#### [GOAL OF THE EXERCISE]
Each entry must appear in the answer exactly as written.

#### [INFORMATION PROVIDED]
• • • •
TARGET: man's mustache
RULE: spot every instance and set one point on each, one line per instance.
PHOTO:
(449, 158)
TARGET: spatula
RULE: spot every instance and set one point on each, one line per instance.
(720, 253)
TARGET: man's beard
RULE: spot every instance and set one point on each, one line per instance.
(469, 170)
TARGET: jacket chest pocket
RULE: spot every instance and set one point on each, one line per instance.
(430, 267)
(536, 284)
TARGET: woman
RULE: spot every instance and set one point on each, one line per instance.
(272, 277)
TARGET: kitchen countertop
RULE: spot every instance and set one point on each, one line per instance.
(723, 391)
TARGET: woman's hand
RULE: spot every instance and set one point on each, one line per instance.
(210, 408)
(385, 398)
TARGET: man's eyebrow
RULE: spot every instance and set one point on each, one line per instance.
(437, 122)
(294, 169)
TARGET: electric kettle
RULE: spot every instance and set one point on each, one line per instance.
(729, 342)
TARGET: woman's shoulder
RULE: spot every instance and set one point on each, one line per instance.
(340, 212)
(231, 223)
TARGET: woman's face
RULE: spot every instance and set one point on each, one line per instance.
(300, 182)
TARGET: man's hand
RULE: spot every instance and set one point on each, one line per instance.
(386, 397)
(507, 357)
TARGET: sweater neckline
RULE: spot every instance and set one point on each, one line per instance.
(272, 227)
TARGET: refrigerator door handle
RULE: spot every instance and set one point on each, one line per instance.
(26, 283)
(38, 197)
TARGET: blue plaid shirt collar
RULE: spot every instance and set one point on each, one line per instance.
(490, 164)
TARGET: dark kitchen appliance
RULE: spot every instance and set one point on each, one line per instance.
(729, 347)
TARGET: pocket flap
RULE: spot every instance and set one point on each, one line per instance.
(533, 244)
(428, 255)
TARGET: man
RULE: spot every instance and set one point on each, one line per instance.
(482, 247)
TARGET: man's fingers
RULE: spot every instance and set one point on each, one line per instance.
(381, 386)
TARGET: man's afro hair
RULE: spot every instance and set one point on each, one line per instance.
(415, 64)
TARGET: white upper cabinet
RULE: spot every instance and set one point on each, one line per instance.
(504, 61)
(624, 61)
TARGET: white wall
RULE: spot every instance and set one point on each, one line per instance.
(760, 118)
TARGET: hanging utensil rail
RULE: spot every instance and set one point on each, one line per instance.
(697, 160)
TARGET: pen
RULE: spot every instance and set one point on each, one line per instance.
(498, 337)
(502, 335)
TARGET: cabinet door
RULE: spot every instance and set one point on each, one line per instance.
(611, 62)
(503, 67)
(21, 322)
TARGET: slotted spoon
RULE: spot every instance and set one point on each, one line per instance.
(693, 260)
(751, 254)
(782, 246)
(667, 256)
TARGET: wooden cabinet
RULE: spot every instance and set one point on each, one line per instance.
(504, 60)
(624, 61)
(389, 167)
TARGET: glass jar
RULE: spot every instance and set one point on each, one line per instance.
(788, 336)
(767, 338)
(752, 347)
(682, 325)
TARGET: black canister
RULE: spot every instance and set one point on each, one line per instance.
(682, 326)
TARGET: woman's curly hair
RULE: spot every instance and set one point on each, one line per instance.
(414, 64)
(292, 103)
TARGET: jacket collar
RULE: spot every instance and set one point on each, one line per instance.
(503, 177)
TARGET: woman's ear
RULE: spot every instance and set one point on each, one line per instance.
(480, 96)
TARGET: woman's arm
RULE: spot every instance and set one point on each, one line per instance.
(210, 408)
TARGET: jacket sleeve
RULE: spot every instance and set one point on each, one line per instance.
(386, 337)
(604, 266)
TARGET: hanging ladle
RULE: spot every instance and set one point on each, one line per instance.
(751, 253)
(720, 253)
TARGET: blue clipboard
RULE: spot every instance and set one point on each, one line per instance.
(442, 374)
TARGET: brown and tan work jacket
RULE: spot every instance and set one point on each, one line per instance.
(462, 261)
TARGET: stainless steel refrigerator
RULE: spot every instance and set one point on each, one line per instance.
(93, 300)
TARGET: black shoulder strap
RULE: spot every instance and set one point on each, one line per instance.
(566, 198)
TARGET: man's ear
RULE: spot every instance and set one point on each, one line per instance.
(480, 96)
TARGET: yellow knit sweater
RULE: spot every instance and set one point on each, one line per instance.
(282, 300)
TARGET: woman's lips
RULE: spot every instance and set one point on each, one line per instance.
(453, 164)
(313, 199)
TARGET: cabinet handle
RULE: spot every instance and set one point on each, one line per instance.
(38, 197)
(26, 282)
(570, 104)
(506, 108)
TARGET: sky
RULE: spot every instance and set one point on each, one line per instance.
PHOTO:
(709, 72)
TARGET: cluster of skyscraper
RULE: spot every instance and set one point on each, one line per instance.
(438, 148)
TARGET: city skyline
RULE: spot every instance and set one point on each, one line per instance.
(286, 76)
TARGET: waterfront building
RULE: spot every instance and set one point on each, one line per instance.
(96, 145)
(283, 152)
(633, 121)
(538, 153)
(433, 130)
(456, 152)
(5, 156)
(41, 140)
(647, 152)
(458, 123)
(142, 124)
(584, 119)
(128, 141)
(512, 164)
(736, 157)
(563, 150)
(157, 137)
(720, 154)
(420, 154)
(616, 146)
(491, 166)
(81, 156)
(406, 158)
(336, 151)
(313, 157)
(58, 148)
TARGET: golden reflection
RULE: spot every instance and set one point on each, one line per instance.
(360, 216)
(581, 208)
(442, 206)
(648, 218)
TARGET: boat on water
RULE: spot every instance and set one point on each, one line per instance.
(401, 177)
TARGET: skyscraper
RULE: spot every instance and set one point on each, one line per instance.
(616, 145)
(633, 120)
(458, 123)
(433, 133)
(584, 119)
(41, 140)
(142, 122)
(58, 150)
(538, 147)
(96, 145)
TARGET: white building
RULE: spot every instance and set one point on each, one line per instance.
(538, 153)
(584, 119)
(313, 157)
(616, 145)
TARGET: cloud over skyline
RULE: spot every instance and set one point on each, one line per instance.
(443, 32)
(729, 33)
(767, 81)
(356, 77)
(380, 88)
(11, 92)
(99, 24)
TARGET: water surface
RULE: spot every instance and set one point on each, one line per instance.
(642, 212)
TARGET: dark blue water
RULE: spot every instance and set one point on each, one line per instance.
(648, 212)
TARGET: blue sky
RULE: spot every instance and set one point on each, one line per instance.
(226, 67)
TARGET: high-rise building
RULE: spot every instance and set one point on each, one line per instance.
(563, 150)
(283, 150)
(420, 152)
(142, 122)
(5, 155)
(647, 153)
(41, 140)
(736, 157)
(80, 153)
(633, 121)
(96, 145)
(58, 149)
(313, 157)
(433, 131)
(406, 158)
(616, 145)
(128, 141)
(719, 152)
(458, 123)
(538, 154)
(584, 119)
• • • •
#### [EXERCISE RESPONSE]
TARGET: man's mustache
RULE: spot every instance and set one point on each, one line per instance.
PHOTO:
(449, 158)
TARGET: spatula
RULE: spot every instance and set one point on each, one line per instance.
(720, 253)
TARGET: man's beard
RULE: spot every instance and set one point on each, one line per instance.
(469, 170)
TARGET: jacket chest pocket
RULE: spot every instance and set one point on each, one line per instance.
(430, 267)
(536, 284)
TARGET: woman
RULE: spot every instance and set one point on each, one line per instance.
(272, 277)
TARGET: kitchen countertop
RULE: spot every instance and set one point on each, one line per instance.
(723, 391)
TARGET: woman's hand
RULE: spot every instance and set one point on each, one line per instance.
(210, 408)
(385, 398)
TARGET: man's eyebrow
RULE: spot every instance and set one point on each, one line per instance.
(437, 122)
(294, 169)
TARGET: electric kettle
RULE: spot every instance and set one point on each, one line per instance.
(729, 342)
TARGET: woman's shoulder
RULE: spot every instance and set one point on each, one line per instance.
(340, 212)
(231, 223)
TARGET: woman's face
RULE: spot every instance and set one point on each, one line per instance.
(300, 182)
TARGET: man's hand
RULE: spot every instance and set one point on each, one line per instance.
(386, 397)
(507, 357)
TARGET: sweater neckline
RULE: spot every instance and set one point on each, one line per instance.
(272, 227)
TARGET: refrigerator door handle
RULE: spot every instance and set one point on each, one line per instance.
(26, 283)
(38, 197)
TARGET: blue plaid shirt collar
RULE: spot every instance and set one point on each, one line per instance.
(490, 164)
TARGET: dark kitchen appliance
RULE: spot every instance and set one point on each, one line per instance.
(729, 347)
TARGET: pocket flap
RULE: spot every instance and set one point on each, one line per instance.
(533, 244)
(428, 255)
TARGET: man
RULE: spot every instance and set one point on each, one line per instance.
(482, 247)
TARGET: man's fingers
RULE: spot every instance and set one point on each, one line per instance.
(381, 386)
TARGET: man's afro hair
RULE: spot every instance and set one point on each, one line per instance.
(415, 64)
TARGET: white upper cabinet
RULE: spot every instance and set one point on each, one line per instance.
(504, 61)
(624, 61)
TARGET: white wall
RULE: spot every instance and set one point on each, one line per instance.
(760, 118)
TARGET: hanging utensil rail
RULE: spot every instance and set one point on each, one line per instance.
(697, 160)
TARGET: pen
RULE: spot every instance and set one point on each, one line per instance.
(498, 337)
(502, 335)
TARGET: cabinet door
RULE: spot every instance and set one point on each, one line per instance.
(611, 62)
(503, 67)
(21, 322)
TARGET: slotted spoon
RULE: spot every instance and set one point on each, one line per instance.
(693, 260)
(751, 254)
(782, 246)
(667, 256)
TARGET: wooden cabinet
RULE: spot every instance and set one point on each, one line per instance.
(504, 60)
(624, 61)
(389, 167)
TARGET: glass jar
RULE: spot every instance and set one point on each, one line per instance.
(788, 336)
(767, 338)
(752, 347)
(682, 325)
TARGET: black canister
RULE: spot every instance and set one point on each, one line per instance.
(682, 326)
TARGET: woman's curly hair
RULE: spot every instance and set one point on each, one line per instance.
(414, 64)
(292, 103)
TARGET: jacket collar
RULE: spot every instance and set one point on each, one line per instance.
(503, 177)
TARGET: woman's ear
RULE: spot every instance and set one point on each, one line per instance.
(480, 96)
TARGET: woman's arm
RULE: spot every instance and set one point on each, one line per instance.
(210, 408)
TARGET: jacket sleeve
RULE: spot every instance and set one point on each, one line per instance.
(386, 337)
(604, 266)
TARGET: hanging ladle
RULE: spot every instance and set one point on each, one line per instance.
(751, 253)
(720, 253)
TARGET: blue clipboard
RULE: spot every instance and set one point on each, one line per instance.
(442, 374)
TARGET: brown and tan work jacket
RULE: spot every instance and set one point on each, one line per instance.
(462, 261)
TARGET: stainless steel refrigerator
RULE: spot every instance and set one point on each, one line per instance.
(93, 300)
TARGET: black shoulder strap
RULE: spot every instance and set one point on each, one line per instance.
(566, 198)
TARGET: man's ear
RULE: spot every instance and set one point on each, one line per instance.
(480, 96)
TARGET: yellow knit sweater
RULE: spot every instance and set one point on each, one line per instance.
(282, 300)
TARGET: woman's lips
RULE: spot every instance and set one point on each, one line per instance.
(453, 164)
(313, 199)
TARGET: cabinet handle
RULE: spot every instance and set one point on each, one line per instance.
(38, 197)
(26, 282)
(570, 104)
(506, 108)
TARGET: sky
RULE: spot every instance and set one point on each, one line per instance.
PHOTO:
(709, 72)
TARGET: cluster of skyscraper
RULE: spot every instance and set one point on each, one line per instance.
(438, 148)
TARGET: city skyline
RULE: spot every instance and set one point on each, one line per instance.
(286, 76)
TARGET: waterfront building
RULE: spot every instance and set one point on each, one line per instance.
(96, 145)
(283, 152)
(633, 121)
(538, 153)
(433, 130)
(456, 152)
(5, 156)
(41, 140)
(647, 152)
(458, 123)
(142, 124)
(584, 119)
(128, 141)
(512, 164)
(736, 157)
(563, 150)
(157, 137)
(720, 154)
(420, 154)
(616, 146)
(491, 166)
(81, 156)
(406, 158)
(336, 151)
(313, 157)
(58, 148)
TARGET: golden reflection
RULE: spot every instance and set one point on each, one line per instance.
(360, 216)
(581, 208)
(442, 206)
(648, 218)
TARGET: boat on water
RULE: spot every instance and set one point on each, one line per instance.
(401, 177)
TARGET: skyscraper
RULE: spot every instance and set one point on each, one line per instance.
(616, 145)
(633, 120)
(458, 123)
(433, 133)
(584, 119)
(41, 140)
(142, 122)
(58, 150)
(538, 147)
(96, 145)
TARGET: white building
RULE: spot every instance and set one point on each, one line per instance.
(538, 153)
(584, 119)
(313, 157)
(616, 145)
TARGET: cloud over skyline
RULE: spot every instance and set one point on each, one line per instance.
(443, 32)
(729, 33)
(767, 81)
(356, 77)
(380, 88)
(11, 92)
(99, 24)
TARGET: water surface
RULE: spot every instance and set one point on each, one line per instance.
(642, 212)
TARGET: dark blue water
RULE: spot every instance and set one point on each, one line per instance.
(648, 212)
TARGET: blue sky
RULE: spot every instance and set one point on each, one line per instance.
(226, 67)
TARGET: high-rise building
RULE: spot every instance and set one point on each, one line per instance.
(563, 150)
(283, 150)
(420, 152)
(142, 122)
(5, 155)
(647, 153)
(41, 140)
(736, 157)
(80, 153)
(633, 121)
(96, 145)
(58, 149)
(313, 157)
(433, 131)
(406, 158)
(616, 145)
(128, 141)
(719, 152)
(458, 123)
(538, 154)
(584, 119)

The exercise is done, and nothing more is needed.